RECORDED DATA =

** Begin **

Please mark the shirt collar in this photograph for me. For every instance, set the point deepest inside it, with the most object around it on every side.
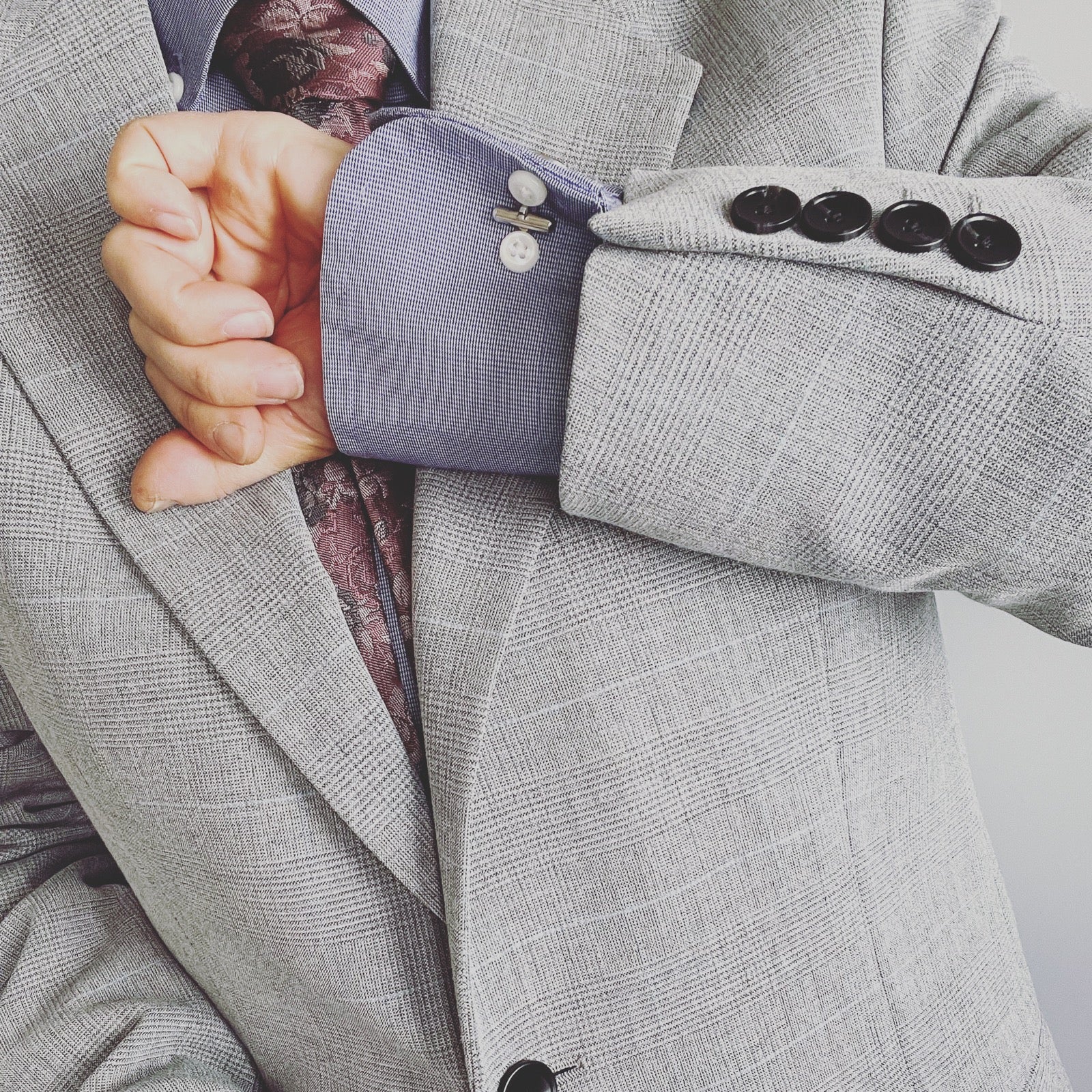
(188, 31)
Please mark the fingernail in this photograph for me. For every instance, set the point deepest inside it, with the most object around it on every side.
(232, 442)
(281, 385)
(249, 325)
(183, 227)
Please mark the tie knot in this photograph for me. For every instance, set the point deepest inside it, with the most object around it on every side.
(315, 59)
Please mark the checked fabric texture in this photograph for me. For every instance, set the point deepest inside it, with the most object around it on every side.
(325, 65)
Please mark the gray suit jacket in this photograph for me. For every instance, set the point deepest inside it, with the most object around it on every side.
(702, 815)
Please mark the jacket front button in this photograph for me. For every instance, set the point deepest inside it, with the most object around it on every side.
(835, 216)
(984, 243)
(528, 1077)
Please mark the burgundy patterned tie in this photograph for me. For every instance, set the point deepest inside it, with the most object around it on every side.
(321, 63)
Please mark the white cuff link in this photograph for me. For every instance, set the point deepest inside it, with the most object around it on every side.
(519, 249)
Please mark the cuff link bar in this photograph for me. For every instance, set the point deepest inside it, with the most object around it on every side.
(519, 249)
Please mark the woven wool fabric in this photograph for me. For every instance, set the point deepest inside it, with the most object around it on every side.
(702, 815)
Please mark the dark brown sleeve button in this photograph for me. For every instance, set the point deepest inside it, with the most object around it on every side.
(984, 243)
(913, 227)
(764, 210)
(528, 1077)
(835, 216)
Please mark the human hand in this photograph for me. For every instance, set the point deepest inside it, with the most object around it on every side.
(218, 249)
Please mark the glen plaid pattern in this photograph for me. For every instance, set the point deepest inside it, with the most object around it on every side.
(702, 824)
(324, 63)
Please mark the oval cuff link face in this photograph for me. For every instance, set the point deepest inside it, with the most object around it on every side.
(981, 242)
(519, 249)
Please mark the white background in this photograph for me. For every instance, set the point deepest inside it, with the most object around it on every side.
(1026, 700)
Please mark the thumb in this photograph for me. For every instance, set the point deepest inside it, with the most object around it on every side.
(177, 470)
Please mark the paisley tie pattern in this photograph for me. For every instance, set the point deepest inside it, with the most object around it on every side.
(315, 59)
(321, 63)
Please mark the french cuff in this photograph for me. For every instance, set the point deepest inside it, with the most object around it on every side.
(444, 343)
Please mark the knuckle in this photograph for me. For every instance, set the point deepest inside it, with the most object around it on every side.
(207, 384)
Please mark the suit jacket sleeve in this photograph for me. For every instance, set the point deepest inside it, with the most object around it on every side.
(844, 411)
(89, 995)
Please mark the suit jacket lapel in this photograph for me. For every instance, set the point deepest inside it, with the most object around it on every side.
(576, 83)
(240, 575)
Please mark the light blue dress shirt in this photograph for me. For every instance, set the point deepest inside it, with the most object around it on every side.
(434, 352)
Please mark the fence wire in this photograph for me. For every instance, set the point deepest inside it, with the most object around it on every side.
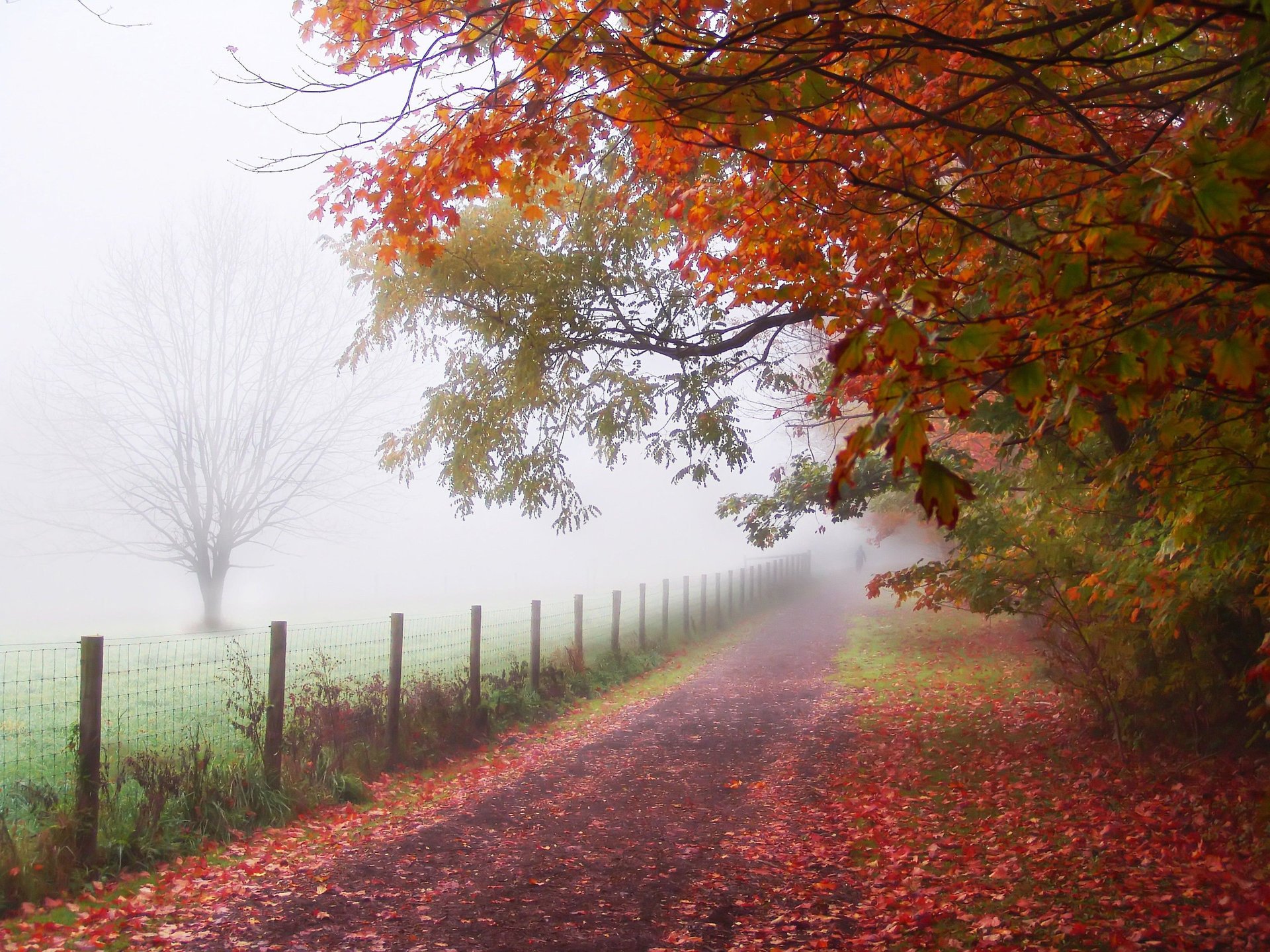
(38, 715)
(163, 694)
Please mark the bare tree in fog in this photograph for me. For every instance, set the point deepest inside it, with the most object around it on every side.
(198, 395)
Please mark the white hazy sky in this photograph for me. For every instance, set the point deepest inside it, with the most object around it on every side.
(102, 132)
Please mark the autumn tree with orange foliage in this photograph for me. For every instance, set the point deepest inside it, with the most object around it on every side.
(1046, 220)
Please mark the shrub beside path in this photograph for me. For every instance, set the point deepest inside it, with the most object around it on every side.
(921, 793)
(601, 843)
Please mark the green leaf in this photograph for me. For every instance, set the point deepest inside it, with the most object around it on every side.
(900, 339)
(1221, 201)
(1236, 361)
(1250, 159)
(937, 492)
(1074, 277)
(908, 442)
(973, 342)
(1028, 383)
(958, 399)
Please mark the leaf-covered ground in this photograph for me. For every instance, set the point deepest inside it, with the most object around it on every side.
(916, 791)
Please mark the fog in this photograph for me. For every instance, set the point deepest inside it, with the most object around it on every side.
(107, 132)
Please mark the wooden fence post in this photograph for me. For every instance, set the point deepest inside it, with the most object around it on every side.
(88, 762)
(705, 604)
(687, 610)
(474, 662)
(397, 644)
(615, 634)
(643, 616)
(666, 611)
(273, 714)
(535, 643)
(719, 601)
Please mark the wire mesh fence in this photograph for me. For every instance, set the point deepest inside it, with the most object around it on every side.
(211, 692)
(38, 713)
(164, 694)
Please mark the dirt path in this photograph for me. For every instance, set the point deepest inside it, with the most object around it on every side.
(625, 842)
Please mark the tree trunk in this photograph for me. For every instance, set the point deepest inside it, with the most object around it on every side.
(212, 588)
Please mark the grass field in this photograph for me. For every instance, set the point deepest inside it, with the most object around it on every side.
(159, 692)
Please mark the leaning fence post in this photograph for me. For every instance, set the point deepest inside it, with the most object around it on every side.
(88, 768)
(615, 634)
(397, 644)
(535, 643)
(277, 701)
(643, 615)
(687, 608)
(474, 662)
(666, 611)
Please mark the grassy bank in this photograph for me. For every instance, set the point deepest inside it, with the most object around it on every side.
(978, 810)
(132, 909)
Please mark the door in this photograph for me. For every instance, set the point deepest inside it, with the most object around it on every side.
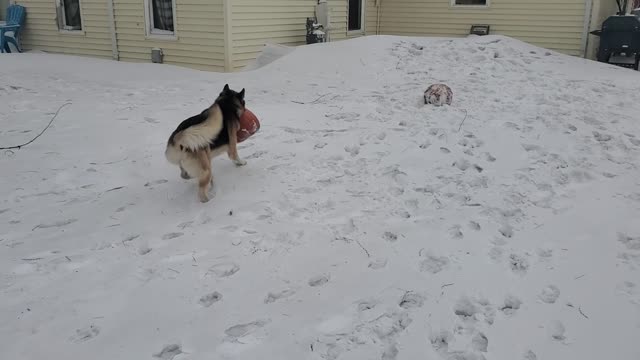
(355, 22)
(3, 9)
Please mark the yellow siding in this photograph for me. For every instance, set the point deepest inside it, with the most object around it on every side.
(338, 12)
(258, 22)
(370, 18)
(553, 24)
(199, 32)
(41, 29)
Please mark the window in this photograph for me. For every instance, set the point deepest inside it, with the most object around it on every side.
(470, 2)
(356, 15)
(69, 16)
(160, 17)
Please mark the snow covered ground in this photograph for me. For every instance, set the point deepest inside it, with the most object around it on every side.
(366, 225)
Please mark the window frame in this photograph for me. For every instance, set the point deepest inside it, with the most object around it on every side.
(453, 4)
(62, 19)
(152, 33)
(363, 11)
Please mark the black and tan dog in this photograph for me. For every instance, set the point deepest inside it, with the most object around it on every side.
(200, 138)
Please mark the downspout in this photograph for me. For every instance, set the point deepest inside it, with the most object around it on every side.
(228, 38)
(112, 31)
(378, 7)
(588, 7)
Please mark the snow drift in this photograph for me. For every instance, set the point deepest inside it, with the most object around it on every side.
(366, 225)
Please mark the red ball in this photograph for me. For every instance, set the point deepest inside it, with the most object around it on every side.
(249, 125)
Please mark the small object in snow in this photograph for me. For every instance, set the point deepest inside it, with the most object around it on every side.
(169, 352)
(438, 95)
(249, 125)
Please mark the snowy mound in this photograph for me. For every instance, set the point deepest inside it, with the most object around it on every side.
(269, 54)
(366, 224)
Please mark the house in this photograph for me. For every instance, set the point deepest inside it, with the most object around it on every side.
(226, 35)
(216, 35)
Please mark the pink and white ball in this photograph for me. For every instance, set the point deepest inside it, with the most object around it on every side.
(438, 95)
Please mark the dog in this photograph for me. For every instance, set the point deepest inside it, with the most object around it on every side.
(200, 138)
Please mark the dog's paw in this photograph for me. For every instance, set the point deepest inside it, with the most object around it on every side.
(204, 197)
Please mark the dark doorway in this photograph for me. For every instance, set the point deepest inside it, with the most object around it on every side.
(355, 15)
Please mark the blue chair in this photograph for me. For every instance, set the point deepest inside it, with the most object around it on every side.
(15, 22)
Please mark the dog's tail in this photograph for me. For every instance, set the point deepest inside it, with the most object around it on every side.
(194, 137)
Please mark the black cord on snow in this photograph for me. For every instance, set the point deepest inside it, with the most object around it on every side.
(37, 136)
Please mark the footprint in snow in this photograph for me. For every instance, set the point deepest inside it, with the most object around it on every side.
(319, 280)
(389, 236)
(210, 299)
(479, 342)
(511, 304)
(549, 294)
(173, 235)
(518, 264)
(85, 334)
(474, 225)
(224, 269)
(240, 330)
(144, 250)
(157, 182)
(378, 263)
(434, 264)
(274, 296)
(411, 300)
(169, 352)
(556, 330)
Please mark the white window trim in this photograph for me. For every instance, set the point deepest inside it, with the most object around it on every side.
(363, 11)
(454, 5)
(58, 4)
(155, 33)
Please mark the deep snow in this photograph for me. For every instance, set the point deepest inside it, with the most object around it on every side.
(364, 226)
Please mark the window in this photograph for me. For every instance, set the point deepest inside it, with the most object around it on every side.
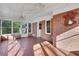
(48, 26)
(6, 27)
(29, 27)
(0, 27)
(40, 25)
(16, 27)
(24, 28)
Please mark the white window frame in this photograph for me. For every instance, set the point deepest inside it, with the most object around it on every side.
(46, 27)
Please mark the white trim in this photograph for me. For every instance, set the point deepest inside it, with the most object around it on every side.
(46, 27)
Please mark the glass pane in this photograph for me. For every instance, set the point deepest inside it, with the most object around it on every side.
(6, 23)
(48, 26)
(0, 23)
(16, 24)
(24, 28)
(29, 27)
(0, 31)
(6, 30)
(16, 27)
(15, 30)
(6, 27)
(40, 25)
(0, 27)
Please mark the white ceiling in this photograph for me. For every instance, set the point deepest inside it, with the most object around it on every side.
(31, 11)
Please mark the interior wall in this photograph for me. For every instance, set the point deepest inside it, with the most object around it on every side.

** End **

TASK BRIEF = Render the lines of the material as a JSON list of strings, one string per line and no blank lines, starting at the line containing "Please mark the white cuff" and ending at the line containing "(1026, 700)", with both of those lines included.

RESPONSE =
[
  "Please mark the white cuff link in this photograph for me. For every instance, set the point deepest inside it, with the most object around it on every side.",
  "(519, 249)",
  "Please mark the cuff link bar in this photograph for me. For every instance, set the point deepest inside it, with the most object around it on every side.",
  "(519, 249)",
  "Please mark the woven wool fabric in this photograph for me. For every instance, set the point deepest inside it, with the most object around it on every side.",
  "(702, 815)",
  "Please mark the dark brown sleeve button in this photograph for me. For every instance, set the point deepest inside it, with the most object around it on every side.",
  "(984, 243)",
  "(913, 227)",
  "(764, 210)",
  "(528, 1077)",
  "(835, 216)",
  "Please mark the human hand in this photograph for me. For every instance, set the point deepest inside it, with the most object around it on every side.",
  "(218, 249)",
  "Please mark the glen plaid pattern in this photograph for me. For every instance, set the point deepest inside it, with the most object around it on every side.",
  "(702, 824)",
  "(324, 63)",
  "Please mark the oval cuff link face in this photograph for me. For every instance, set the point deepest inside it, with the most object around it on every side.",
  "(981, 242)",
  "(519, 249)",
  "Please mark the white background in this photograph for me. For every instance, set the point deepest inside it, with the most object around it on every side.",
  "(1026, 700)"
]